(Stored items)
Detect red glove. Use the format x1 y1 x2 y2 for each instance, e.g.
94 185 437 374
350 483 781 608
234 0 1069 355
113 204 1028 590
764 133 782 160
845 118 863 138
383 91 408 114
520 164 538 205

### REQUIREMENTS
Present every line of the records above as a Markdown table with the columns "No." and "Line", numbering each row and skipping any blank lines.

### TASK OUTPUT
| No. | Line |
|---|---|
| 1 | Detect red glove. Use the format x1 y1 x2 y2 for each instance, e.g. |
| 2 | 94 185 437 374 |
| 3 | 350 483 781 608 |
| 4 | 234 0 1069 355 |
| 5 | 113 204 1028 590 |
| 6 | 764 133 782 160 |
| 7 | 845 118 863 138 |
| 8 | 383 91 408 114 |
| 9 | 520 164 538 205 |